__What to produce__.
Locate every line in the material below that contains the string "potted" and copy each of those lines.

__Data to process__.
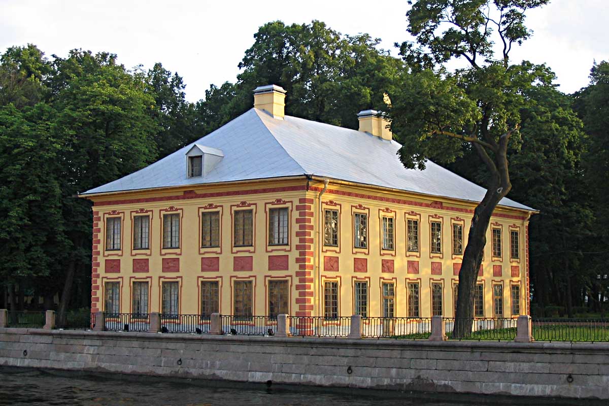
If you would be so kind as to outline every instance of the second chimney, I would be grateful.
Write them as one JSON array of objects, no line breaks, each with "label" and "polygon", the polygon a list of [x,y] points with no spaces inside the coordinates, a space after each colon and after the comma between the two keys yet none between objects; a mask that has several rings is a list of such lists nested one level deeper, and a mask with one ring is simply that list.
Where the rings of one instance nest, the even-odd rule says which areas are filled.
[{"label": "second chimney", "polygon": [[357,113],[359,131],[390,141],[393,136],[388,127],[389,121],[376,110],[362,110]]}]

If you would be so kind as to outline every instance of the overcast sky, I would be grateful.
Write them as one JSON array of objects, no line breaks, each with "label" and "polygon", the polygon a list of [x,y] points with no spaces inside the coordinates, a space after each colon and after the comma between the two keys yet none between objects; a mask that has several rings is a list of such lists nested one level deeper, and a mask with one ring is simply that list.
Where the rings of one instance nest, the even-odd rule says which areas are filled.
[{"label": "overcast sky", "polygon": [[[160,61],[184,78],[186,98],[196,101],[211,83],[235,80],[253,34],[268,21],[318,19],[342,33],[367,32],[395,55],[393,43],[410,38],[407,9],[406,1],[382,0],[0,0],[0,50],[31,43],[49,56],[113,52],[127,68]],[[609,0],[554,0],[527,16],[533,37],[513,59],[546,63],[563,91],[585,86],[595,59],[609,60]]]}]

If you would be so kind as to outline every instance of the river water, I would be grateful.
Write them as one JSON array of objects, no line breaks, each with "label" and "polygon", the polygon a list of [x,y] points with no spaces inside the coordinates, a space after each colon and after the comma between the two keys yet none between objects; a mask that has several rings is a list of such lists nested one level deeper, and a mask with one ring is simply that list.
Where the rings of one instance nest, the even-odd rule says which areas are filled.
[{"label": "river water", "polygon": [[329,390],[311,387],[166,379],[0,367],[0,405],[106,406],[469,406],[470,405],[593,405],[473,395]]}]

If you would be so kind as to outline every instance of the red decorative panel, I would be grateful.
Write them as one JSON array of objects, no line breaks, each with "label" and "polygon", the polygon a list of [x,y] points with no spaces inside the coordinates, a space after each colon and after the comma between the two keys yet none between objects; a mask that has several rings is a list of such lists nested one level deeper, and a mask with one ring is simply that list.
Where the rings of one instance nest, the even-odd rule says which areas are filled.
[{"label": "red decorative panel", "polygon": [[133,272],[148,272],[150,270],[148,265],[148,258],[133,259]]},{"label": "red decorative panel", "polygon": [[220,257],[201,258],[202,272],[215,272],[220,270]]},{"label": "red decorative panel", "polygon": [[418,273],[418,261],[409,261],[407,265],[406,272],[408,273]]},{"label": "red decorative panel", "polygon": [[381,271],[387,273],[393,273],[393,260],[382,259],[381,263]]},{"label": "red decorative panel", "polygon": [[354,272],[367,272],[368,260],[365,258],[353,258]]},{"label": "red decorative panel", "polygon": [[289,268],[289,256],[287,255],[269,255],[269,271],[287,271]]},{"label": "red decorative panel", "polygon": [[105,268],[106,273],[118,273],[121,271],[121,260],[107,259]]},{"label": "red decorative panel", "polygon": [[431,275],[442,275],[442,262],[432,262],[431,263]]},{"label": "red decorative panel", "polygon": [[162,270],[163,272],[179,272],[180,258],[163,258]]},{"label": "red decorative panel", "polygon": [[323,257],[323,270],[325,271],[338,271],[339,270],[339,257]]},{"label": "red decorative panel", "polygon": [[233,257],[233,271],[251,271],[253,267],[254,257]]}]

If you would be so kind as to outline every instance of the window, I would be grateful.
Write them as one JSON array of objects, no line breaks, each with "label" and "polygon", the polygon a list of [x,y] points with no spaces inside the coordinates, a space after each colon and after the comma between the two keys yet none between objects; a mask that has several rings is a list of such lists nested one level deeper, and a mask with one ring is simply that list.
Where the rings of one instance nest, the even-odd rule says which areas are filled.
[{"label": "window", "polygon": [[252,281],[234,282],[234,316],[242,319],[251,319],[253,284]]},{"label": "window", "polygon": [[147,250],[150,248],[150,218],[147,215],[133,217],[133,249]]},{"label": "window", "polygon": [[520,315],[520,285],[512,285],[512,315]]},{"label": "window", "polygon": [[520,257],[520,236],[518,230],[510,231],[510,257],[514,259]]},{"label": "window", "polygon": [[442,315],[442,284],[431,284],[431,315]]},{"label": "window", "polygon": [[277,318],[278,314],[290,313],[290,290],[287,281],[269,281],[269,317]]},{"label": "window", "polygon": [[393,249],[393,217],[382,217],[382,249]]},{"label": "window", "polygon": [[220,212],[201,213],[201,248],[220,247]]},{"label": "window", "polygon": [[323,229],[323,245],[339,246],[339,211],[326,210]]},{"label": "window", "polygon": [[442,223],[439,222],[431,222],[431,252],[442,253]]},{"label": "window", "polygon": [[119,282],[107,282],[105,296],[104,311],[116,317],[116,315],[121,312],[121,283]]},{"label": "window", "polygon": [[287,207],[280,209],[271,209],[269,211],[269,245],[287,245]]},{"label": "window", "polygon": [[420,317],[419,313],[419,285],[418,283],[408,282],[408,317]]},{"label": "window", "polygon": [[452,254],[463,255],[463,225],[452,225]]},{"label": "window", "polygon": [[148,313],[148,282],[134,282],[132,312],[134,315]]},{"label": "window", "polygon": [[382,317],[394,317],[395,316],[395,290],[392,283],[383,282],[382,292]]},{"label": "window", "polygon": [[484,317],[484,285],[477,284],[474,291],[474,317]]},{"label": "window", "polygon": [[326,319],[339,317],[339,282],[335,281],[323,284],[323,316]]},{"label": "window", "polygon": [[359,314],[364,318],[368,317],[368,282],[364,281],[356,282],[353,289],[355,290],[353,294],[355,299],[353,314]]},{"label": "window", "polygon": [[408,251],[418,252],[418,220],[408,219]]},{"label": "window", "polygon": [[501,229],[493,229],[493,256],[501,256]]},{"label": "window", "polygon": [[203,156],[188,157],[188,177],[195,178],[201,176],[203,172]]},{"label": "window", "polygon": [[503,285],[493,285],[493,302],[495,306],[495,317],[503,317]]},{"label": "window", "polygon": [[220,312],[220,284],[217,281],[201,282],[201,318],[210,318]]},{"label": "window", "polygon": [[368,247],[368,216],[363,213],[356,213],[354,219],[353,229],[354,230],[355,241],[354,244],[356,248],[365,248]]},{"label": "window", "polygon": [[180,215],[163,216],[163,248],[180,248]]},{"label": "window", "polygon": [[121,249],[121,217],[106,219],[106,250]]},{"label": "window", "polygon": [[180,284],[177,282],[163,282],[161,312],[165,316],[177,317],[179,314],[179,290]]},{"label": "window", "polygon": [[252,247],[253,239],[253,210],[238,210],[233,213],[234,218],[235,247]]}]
...
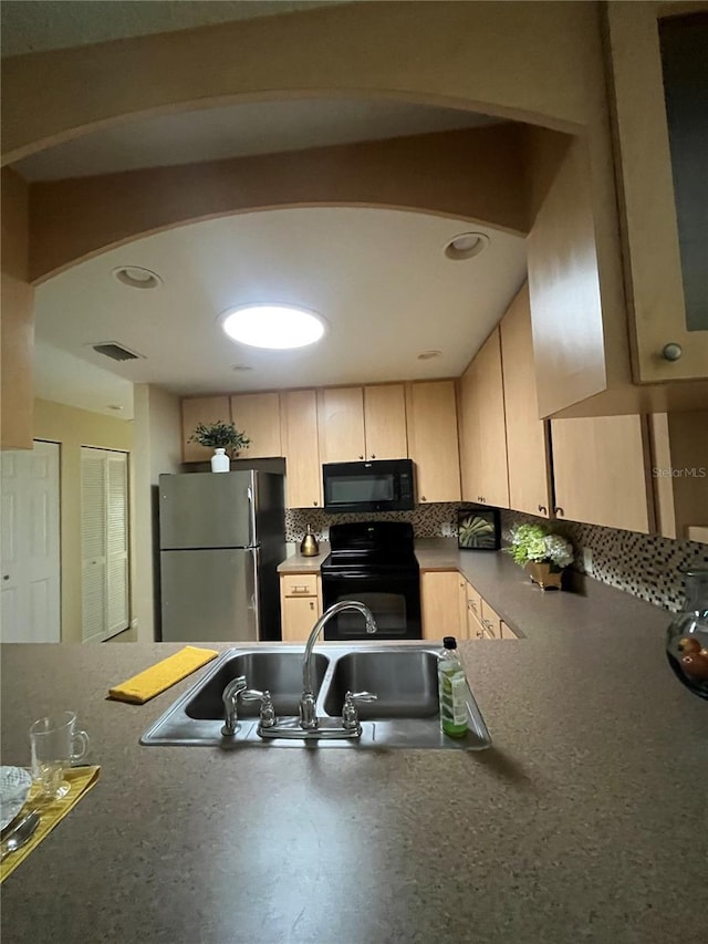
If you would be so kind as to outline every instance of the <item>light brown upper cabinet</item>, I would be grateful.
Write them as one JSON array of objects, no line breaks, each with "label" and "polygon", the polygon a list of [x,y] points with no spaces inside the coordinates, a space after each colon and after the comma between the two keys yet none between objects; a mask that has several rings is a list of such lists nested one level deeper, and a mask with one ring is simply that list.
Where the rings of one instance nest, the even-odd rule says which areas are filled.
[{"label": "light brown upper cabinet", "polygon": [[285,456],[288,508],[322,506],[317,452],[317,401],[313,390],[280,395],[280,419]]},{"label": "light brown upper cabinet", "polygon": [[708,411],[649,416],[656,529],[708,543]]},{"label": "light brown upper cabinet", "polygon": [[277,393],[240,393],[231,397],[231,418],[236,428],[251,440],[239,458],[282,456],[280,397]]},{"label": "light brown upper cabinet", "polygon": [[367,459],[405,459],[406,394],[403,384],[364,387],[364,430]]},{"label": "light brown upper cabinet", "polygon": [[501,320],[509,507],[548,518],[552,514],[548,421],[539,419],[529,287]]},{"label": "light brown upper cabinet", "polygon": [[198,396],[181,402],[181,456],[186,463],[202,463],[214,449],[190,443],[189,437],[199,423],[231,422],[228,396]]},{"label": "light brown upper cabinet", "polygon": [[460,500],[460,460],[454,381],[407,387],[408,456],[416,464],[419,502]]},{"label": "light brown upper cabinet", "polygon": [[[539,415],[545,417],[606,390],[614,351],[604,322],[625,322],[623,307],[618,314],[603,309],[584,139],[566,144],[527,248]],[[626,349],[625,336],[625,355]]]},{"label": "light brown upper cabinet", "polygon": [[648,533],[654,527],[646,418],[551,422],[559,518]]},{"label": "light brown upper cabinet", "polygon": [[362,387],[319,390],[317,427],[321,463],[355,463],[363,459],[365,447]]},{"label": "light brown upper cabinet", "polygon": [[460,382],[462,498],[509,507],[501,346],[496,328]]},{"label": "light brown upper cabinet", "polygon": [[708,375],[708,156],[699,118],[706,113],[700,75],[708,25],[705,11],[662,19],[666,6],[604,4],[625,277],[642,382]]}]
* * *
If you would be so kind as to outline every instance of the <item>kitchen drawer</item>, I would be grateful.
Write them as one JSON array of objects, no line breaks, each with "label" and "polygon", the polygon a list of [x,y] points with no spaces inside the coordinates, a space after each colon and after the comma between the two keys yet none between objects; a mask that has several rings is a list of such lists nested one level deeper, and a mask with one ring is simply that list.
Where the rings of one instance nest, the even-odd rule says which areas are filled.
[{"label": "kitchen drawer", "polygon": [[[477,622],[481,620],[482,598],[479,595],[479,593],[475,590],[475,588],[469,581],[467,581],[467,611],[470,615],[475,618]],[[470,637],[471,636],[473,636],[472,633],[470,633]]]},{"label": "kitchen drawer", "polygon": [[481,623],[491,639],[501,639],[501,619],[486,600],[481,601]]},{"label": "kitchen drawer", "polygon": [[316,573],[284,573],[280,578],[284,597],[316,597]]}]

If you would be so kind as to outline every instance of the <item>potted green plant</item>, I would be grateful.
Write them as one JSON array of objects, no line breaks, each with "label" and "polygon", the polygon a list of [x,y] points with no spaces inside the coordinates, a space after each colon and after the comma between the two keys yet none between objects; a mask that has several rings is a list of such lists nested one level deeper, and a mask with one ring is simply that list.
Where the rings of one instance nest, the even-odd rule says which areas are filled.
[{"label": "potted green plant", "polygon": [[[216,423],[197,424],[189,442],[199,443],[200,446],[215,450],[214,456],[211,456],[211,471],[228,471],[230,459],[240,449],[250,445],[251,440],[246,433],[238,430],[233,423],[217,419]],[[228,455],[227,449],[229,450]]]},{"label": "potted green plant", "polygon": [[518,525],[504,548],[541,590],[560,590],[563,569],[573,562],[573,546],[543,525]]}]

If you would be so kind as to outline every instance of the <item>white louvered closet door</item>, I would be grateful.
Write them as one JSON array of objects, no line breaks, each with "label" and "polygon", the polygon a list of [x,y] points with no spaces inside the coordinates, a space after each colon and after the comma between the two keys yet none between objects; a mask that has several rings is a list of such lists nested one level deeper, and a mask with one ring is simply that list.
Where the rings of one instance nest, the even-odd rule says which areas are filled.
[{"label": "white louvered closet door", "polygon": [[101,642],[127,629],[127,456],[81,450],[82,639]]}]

__Exercise solution__.
If you would be so kind as to outline every instance of the <item>potted green plant</item>, I would be grateful.
[{"label": "potted green plant", "polygon": [[[216,423],[197,424],[189,442],[199,443],[200,446],[215,450],[214,456],[211,456],[211,471],[228,471],[230,459],[240,449],[250,445],[251,440],[246,433],[238,430],[233,423],[217,419]],[[228,455],[227,449],[229,450]]]},{"label": "potted green plant", "polygon": [[518,525],[504,548],[541,590],[560,590],[563,569],[573,562],[573,546],[543,525]]}]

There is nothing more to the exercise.